Arbeitsaufträge -
**a.** Welche Archäologinnen haben laut der Rezension zum archäologischen Kochbuch dieses Buch verfasst? Nenne alle.
**b.** Führe die Rezension zum archäologischen Kochbuch im Anschluss an ihren letzten Satz weiter.

Textauszug -
________
Kulinarische Zeitreise Von der Steinzeit bis ins Mittelalter

Archäologinnen machen Appetit auf Geschichte. © PR / communication culture

Archäologische Funde, antike Rezeptsammlung, ernährungswissenschaftliche Forschung: All das ist in ein Kochbuch der besonderen Art eingeflossen, das drei Archäologinnen geschrieben haben. Wulf Hein hat mal probiert.

Archäologischer Kochtopf

Kochbücher sind derzeit groß in Mode! Allenthalben wird man mit Druckerzeugnissen über das leibliche Wohl eingedeckt, im Fernsehen wird rund um die Uhr gebacken und gesotten. Sucht man jedoch nach (ur)alten Rezepten jenseits von Dr. Oetkers Klassikern und Goethes Großmutter, ist die Auswahl nicht mehr ganz so üppig, oder man wird mit „Wilma Feuersteins Gemüseeintopf mit Kartoffeln und Tomaten“ belästigt – zwar wurden die schmackhaften Knollen bekanntermaßen erst Tausende von Jahren nach dem Ende der Steinzeit in Europa eingeführt, aber das ist ja für einen „pfiffigen Flintstones-Kindergeburtstag“ zweitrangig …

Dass es auch anders geht, nämlich wenn sich Fachleute mit dem Thema „Kochen in vergangenen Zeiten“ beschäftigen, zeigt das vorliegende Buch. Mit Sabine Karg, Regula Steinhauser-Zimmermann und Irmgard Bauer haben drei Archäologinnen mit wissenschaftlichem Blick in die Kochtöpfe unserer Vorfahren geguckt.

Bereits 1995 erschien die erste Ausgabe als dünnes Taschenbüchlein, die erweiterte Auflage von 2011 spannt nun den Bogen von der Steinzeit weiter bis ins Mittelalter und in den Nordeuropäischen Raum, anschaulich illustriert durch die stimmungsvollen Grafiken aus dem Schweizer Atelier bunterhund.
________
Gespeicherte Zeilen -
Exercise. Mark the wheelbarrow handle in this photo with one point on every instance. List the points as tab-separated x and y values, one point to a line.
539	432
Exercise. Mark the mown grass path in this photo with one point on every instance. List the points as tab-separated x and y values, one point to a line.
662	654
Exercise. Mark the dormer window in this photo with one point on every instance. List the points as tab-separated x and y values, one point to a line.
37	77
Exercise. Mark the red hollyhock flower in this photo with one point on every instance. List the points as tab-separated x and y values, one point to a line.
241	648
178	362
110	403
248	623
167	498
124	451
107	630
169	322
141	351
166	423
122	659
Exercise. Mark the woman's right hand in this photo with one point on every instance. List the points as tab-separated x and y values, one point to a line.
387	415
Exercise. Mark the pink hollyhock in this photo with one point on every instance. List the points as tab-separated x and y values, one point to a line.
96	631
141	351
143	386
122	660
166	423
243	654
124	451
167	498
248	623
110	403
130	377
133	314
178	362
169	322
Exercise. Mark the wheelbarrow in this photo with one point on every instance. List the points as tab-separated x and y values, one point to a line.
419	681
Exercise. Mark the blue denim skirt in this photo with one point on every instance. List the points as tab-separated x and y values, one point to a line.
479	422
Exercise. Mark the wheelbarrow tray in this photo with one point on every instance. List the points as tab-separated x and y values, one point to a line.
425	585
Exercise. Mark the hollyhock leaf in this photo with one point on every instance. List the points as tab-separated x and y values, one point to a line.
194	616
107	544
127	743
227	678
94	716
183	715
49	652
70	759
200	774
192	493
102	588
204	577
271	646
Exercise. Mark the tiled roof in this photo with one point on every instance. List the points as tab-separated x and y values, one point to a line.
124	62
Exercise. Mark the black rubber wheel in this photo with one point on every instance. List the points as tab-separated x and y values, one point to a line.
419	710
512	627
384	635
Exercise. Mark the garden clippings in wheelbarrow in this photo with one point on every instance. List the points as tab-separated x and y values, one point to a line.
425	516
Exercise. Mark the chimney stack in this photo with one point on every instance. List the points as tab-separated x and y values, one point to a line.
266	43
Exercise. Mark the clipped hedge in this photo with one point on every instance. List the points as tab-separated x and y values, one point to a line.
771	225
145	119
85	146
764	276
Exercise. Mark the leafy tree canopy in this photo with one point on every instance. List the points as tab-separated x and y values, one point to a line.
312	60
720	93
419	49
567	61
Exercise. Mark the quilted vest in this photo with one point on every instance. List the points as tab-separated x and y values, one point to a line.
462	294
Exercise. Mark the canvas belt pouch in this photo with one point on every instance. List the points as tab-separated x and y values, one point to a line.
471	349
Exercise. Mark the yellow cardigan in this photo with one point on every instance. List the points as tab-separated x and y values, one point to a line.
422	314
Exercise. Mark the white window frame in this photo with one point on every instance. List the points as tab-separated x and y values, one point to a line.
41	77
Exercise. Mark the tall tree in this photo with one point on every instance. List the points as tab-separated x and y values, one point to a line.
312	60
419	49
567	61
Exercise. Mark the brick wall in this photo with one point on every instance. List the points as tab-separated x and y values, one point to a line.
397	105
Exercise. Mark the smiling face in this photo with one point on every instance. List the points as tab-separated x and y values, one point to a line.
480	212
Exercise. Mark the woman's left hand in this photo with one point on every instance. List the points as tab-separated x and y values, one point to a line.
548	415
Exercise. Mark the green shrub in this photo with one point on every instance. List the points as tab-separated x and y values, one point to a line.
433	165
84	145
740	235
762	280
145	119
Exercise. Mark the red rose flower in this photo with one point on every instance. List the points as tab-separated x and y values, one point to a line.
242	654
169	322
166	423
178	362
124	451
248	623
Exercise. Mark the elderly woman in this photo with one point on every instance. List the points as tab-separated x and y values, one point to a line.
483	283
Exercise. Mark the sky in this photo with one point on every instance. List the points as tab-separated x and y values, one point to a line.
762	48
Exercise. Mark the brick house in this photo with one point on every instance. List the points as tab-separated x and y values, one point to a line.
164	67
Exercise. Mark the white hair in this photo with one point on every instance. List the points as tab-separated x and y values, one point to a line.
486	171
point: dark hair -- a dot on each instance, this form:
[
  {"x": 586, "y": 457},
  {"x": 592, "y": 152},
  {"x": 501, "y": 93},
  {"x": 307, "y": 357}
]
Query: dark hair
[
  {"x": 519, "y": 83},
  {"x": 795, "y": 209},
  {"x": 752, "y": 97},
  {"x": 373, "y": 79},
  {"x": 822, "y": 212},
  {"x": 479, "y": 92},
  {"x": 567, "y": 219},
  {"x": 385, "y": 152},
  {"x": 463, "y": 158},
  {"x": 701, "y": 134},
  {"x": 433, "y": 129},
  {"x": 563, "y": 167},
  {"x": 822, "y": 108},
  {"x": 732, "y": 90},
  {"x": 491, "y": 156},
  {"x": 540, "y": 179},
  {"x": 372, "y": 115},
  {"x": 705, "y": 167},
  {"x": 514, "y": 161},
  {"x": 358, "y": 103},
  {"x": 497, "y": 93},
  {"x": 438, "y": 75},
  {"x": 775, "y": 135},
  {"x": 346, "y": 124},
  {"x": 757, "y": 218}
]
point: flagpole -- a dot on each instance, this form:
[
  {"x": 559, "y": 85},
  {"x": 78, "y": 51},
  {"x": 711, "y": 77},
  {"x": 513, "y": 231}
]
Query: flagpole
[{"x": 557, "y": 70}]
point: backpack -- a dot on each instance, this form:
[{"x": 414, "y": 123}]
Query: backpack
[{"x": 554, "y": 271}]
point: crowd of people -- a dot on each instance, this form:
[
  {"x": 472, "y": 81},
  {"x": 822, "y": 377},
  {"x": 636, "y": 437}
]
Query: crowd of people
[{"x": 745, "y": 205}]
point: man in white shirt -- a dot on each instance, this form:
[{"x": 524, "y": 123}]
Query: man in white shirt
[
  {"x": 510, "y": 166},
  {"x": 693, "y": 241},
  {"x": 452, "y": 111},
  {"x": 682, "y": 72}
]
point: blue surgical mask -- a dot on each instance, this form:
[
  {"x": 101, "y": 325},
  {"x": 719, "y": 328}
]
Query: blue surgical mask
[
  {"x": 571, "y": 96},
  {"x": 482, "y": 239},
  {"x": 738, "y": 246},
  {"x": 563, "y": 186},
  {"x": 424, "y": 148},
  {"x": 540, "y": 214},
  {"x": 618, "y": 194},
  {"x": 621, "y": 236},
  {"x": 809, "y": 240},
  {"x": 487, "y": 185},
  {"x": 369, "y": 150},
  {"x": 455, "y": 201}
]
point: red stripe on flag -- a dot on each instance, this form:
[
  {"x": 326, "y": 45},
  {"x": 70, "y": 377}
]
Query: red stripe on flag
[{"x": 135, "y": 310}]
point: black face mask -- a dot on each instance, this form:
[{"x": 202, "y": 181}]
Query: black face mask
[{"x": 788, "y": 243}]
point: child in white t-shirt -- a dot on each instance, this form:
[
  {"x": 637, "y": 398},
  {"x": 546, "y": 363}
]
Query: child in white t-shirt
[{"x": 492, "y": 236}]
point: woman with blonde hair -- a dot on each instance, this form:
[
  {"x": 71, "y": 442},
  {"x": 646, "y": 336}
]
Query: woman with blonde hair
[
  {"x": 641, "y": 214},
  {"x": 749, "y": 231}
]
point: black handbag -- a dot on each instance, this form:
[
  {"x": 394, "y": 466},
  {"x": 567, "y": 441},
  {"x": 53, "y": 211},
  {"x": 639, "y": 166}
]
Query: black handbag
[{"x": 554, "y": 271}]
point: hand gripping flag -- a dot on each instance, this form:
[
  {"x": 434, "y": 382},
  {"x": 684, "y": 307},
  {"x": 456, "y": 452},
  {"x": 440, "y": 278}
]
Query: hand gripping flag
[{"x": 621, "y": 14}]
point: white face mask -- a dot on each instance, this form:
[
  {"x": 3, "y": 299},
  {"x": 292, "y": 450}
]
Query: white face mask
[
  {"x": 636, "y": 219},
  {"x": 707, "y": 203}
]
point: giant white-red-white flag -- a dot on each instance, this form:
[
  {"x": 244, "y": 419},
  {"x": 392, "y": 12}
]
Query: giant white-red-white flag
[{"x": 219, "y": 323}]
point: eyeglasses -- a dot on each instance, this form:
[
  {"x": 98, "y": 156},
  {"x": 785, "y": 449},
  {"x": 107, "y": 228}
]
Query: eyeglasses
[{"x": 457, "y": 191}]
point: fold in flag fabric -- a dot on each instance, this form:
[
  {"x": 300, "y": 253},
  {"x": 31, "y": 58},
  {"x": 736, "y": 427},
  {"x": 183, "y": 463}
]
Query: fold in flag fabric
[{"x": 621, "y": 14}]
________
Erwartete Antworten -
**a.** Sabine Karg, Regula Steinhauser-Zimmermann und Irmgard Bauer

**b.**
Das ganze Buchcover des etwas anderen Kochbuchs als Ansicht. © PR / communication culture

Praktische Rezeptsammlung

Die Rezepte beruhen zum Teil auf schriftlichen Überlieferungen wie z.B. dem Kochbuch des römischen Feinschmeckers Apicius, der um Christi Geburt lebte, oder mittelalterlichen Kochbüchern. Die steinzeitlichen Gerichte hingegen kombinieren entweder damals tatsächlich vorhandene Zutaten oder basieren auf archäologischen Funden wie Resten einer Fischsuppe aus dem schweizerischen Arbon.

Die „Pfahlbau-Bouillabaisse“ hat in einem jungsteinzeitlichen Tontopf eine Kruste hinterlassen, die im Labor der Kantonsarchäologie Thurgau genau analysiert wurde und die Rezeptur für das Menü auf Seite 38 geliefert hat, das übrigens zu meinen Favoriten zählt:

Fischsuppe Arboner Art

  • 1 Handvoll geräucherter Speck, gewürfelt
  • 1 Handvoll Stangensellerie, gewürfelt
  • 1 Handvoll Pilze, gedörrt oder frisch
  • 2 Handvoll Rollgerste
  • 15 Tassen Gemüse- oder Fischbrühe
  • 1-2 geräucherte Forellen oder andere Süßwasserfische
  • 1 Handvoll Ampfer und/oder Bärlauch, in Streifen
  • 1 Zweig Thymian, getrocknet
  • 1 EL Honig

Speck in einem Topf auslassen. Den Sellerie und die (eingeweichten) Pilze darin andämpfen. Gerste beigeben, anziehen lassen; mit Brühe ablöschen, Kräuter beigeben. 1 Stunde köcheln lassen. Fisch entgräten, das Fleisch in mundgerechte Stücke zerlegen und beigeben. ¼ Stunde fertig garen. Honig und Thymian beigeben und ungedeckt noch etwas einkochen lassen.

(nach Hüster-Plogmann & Leuzinger 1995)

Erprobtes zum Nachkochen

Hinzugekommen sind auch Gerichte der Wikinger auf der Grundlage neuer Forschungsergebnisse, allesamt von den Autorinnen erprobt und ganz einfach nachzukochen. Auf über 120 Seiten, geordnet nach dem Lauf der Jahreszeiten, nehmen uns die Autorinnen mit zu den Lagerfeuern der Rentierjäger, den Garküchen Roms und den klösterlichen Kellergewölben des Mittelalters und verarbeiten in erprobten und bewährten Rezepturen alles, was archäologisch nachweisbar ist, zu kulinarischen Kreationen, die ebenso schmackhaft wie außergewöhnlich sind.

Wer sich also fundiert über die Geschichte der Ernährung informieren und experimentierfreudig (prä)historisch kochen möchte, ist mit diesem Buch bestens beraten, schon beim Lesen „juckt einen der Kochlöffel“. Guten Appetit!